| Цитируемый текст |

────────

В Берлине начинает издавать собственный журнал «Беседа» М. Горький, занимающий в эту пору сложную позицию по отношению к происходящему (примеры: его письмо зампреду Совнаркома А. И. Рыкову с протестом против смертного приговора, грозящего лидерам эсеров, над которыми летом 1922 года открылся суд, или его книга «О русском крестьянстве», отрицающая наличие у русского крестьянства каких-либо созидательных сил). Здесь в конце 1921 года А. М. Ремизов, Андрей Белый и А. С. Ященко учреждают Дом искусств и Вольную философскую ассоциацию (по аналогии с организациями, существовавшими в Петрограде и Москве). В Берлин прибывают И. Эренбург, Б. Пильняк, В. Маяковский и другие полпреды и пропагандисты нового строя и новой литературы. Они деятельно влияют на настроения колеблющейся среды.
А к тому времени, когда в Германию из Франции перебрались Толстые, уже вовсю шли процессы брожения и расслоения. Непримиримость в отношении к советской власти среди довольно широких кругов постепенно уступает другим тенденциям: необходимости признать свершившиеся перемены как исторически необратимые. Такая переоценка выявилась уже в сменовеховстве или нововеховстве, манифестом которого стал выпущенный в июне 1921 года в Праге сборник «Смена вех» (Н. В. Устрялов, Ю. Н. Ключников, С. С. Лукьянов, А. В. Бобрищев-Пушкин, С. С. Чахотин, Ю. Н. Потехин). Видные кадеты, профессора и публицисты выступили за признание большевизма единственной силой, которая способна вернуть былую мощь России (позднее большинство из них вернулось на Родину и было репрессировано).

────────

| Исходные данные |
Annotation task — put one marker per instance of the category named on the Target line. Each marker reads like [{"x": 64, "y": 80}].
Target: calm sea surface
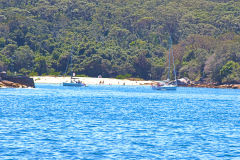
[{"x": 119, "y": 122}]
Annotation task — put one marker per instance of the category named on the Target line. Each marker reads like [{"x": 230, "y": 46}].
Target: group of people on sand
[{"x": 101, "y": 82}]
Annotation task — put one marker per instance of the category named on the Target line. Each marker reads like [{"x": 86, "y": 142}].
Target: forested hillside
[{"x": 118, "y": 37}]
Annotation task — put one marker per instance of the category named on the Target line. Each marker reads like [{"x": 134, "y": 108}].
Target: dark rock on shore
[{"x": 185, "y": 82}]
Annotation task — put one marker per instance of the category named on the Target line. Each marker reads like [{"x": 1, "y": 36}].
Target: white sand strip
[{"x": 89, "y": 80}]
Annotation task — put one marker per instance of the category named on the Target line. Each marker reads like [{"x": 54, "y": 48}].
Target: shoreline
[
  {"x": 89, "y": 80},
  {"x": 114, "y": 81}
]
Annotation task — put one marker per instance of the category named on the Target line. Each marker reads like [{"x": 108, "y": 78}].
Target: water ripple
[{"x": 119, "y": 122}]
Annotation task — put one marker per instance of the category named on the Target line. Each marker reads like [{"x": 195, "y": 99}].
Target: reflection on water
[{"x": 119, "y": 122}]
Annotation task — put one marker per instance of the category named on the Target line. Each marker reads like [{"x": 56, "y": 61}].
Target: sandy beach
[{"x": 89, "y": 80}]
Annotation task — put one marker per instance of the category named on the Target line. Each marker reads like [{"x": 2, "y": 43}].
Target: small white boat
[{"x": 73, "y": 82}]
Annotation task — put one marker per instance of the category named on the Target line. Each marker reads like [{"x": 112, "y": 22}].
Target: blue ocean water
[{"x": 119, "y": 122}]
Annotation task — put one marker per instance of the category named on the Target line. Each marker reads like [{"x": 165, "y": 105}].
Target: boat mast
[
  {"x": 174, "y": 68},
  {"x": 169, "y": 57},
  {"x": 71, "y": 63}
]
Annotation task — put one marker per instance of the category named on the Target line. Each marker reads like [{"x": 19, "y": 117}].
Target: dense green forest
[{"x": 119, "y": 37}]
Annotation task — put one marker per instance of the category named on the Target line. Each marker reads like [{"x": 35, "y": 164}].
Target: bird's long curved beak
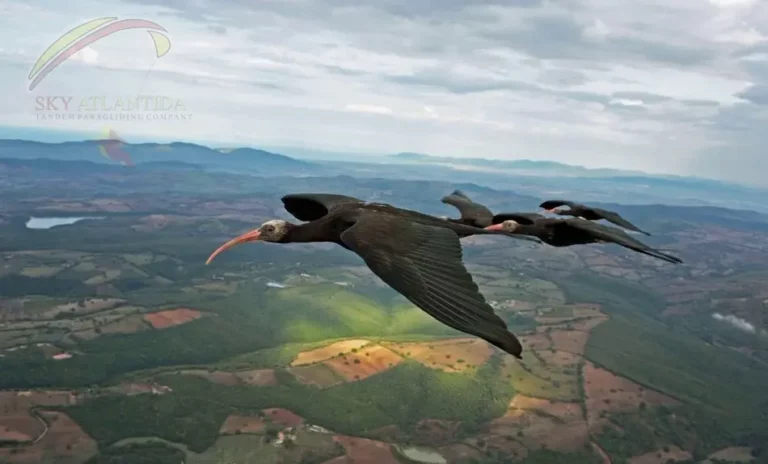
[{"x": 251, "y": 236}]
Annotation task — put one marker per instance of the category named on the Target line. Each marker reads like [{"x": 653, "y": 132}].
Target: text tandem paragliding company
[{"x": 102, "y": 107}]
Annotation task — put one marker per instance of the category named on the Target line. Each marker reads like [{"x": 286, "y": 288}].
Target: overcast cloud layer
[{"x": 664, "y": 86}]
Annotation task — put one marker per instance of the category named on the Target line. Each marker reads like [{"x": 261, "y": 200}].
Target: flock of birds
[{"x": 420, "y": 255}]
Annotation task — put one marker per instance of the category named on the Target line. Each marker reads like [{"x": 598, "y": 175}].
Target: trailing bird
[
  {"x": 473, "y": 213},
  {"x": 589, "y": 213},
  {"x": 418, "y": 255},
  {"x": 567, "y": 232}
]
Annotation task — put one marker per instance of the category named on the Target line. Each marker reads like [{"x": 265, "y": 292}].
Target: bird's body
[
  {"x": 552, "y": 231},
  {"x": 568, "y": 232},
  {"x": 417, "y": 255},
  {"x": 589, "y": 213}
]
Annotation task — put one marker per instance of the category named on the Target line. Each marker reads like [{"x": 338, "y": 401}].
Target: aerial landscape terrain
[{"x": 119, "y": 345}]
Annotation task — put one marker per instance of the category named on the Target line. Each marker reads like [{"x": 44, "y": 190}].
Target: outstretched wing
[
  {"x": 551, "y": 204},
  {"x": 619, "y": 237},
  {"x": 424, "y": 264},
  {"x": 615, "y": 218},
  {"x": 470, "y": 211},
  {"x": 459, "y": 193},
  {"x": 313, "y": 206},
  {"x": 520, "y": 218}
]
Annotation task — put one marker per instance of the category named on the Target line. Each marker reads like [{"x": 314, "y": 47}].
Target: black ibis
[
  {"x": 567, "y": 232},
  {"x": 418, "y": 255},
  {"x": 589, "y": 213}
]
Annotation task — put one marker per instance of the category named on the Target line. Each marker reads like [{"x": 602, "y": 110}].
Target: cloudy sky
[{"x": 658, "y": 85}]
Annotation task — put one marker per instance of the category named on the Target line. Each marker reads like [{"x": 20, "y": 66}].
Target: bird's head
[
  {"x": 271, "y": 231},
  {"x": 509, "y": 225}
]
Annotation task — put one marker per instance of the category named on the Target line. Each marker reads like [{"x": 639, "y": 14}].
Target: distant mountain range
[
  {"x": 101, "y": 151},
  {"x": 542, "y": 179}
]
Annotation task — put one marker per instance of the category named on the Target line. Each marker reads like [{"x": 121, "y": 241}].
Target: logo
[
  {"x": 134, "y": 105},
  {"x": 88, "y": 33}
]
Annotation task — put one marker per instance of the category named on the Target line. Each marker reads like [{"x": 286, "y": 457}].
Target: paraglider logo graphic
[
  {"x": 88, "y": 33},
  {"x": 111, "y": 147}
]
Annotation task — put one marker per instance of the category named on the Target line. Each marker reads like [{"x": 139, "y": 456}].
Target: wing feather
[
  {"x": 424, "y": 264},
  {"x": 313, "y": 206},
  {"x": 619, "y": 237},
  {"x": 551, "y": 204},
  {"x": 616, "y": 218},
  {"x": 520, "y": 218},
  {"x": 471, "y": 211}
]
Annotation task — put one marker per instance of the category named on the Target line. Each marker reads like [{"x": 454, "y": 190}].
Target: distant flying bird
[
  {"x": 567, "y": 232},
  {"x": 589, "y": 213},
  {"x": 477, "y": 215},
  {"x": 418, "y": 255}
]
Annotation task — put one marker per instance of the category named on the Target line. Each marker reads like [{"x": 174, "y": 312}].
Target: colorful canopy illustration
[{"x": 88, "y": 33}]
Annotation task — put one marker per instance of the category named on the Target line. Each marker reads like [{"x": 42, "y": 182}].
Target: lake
[
  {"x": 421, "y": 454},
  {"x": 48, "y": 222}
]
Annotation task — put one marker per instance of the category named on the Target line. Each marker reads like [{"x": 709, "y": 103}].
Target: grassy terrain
[{"x": 402, "y": 396}]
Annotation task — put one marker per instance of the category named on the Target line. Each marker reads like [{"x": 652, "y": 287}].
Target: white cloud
[
  {"x": 368, "y": 109},
  {"x": 654, "y": 85}
]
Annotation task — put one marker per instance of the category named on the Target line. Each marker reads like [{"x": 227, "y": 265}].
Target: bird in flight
[
  {"x": 589, "y": 213},
  {"x": 554, "y": 232},
  {"x": 418, "y": 255},
  {"x": 574, "y": 231}
]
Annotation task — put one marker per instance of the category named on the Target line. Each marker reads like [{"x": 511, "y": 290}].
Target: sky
[{"x": 677, "y": 87}]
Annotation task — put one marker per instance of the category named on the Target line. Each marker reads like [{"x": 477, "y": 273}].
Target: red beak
[{"x": 251, "y": 236}]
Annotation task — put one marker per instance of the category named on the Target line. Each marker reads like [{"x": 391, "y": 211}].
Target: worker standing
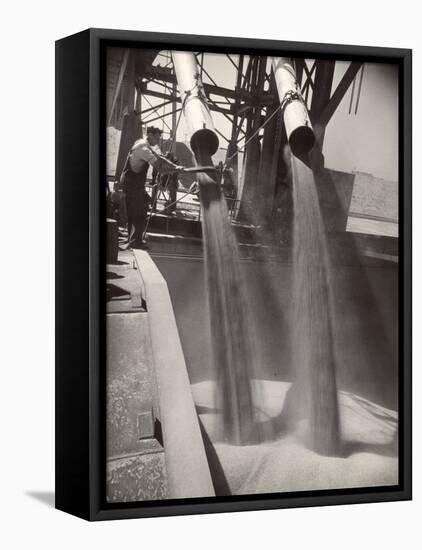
[{"x": 143, "y": 153}]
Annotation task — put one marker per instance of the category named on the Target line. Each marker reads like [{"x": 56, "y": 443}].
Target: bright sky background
[{"x": 365, "y": 142}]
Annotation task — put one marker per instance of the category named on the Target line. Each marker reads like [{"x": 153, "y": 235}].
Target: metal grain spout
[
  {"x": 203, "y": 137},
  {"x": 295, "y": 114}
]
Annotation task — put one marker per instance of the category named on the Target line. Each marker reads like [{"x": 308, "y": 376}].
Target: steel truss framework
[{"x": 246, "y": 106}]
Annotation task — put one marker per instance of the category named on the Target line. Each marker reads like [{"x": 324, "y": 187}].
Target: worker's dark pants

────────

| Задания |
- a) Извлеките из текста о русской эмиграции в Берлине отрывок от слов «А к тому времени, когда» до слов «и было репрессировано).» включительно.
- b) Извлеките каждую строку исходных данных, в которой встречается слово «logo». Регистр букв учитывается.

| Результаты по заданиям |
- a)
А к тому времени, когда в Германию из Франции перебрались Толстые, уже вовсю шли процессы брожения и расслоения. Непримиримость в отношении к советской власти среди довольно широких кругов постепенно уступает другим тенденциям: необходимости признать свершившиеся перемены как исторически необратимые. Такая переоценка выявилась уже в сменовеховстве или нововеховстве, манифестом которого стал выпущенный в июне 1921 года в Праге сборник «Смена вех» (Н. В. Устрялов, Ю. Н. Ключников, С. С. Лукьянов, А. В. Бобрищев-Пушкин, С. С. Чахотин, Ю. Н. Потехин). Видные кадеты, профессора и публицисты выступили за признание большевизма единственной силой, которая способна вернуть былую мощь России (позднее большинство из них вернулось на Родину и было репрессировано).

- b)
Target: logo
Target: paraglider logo graphic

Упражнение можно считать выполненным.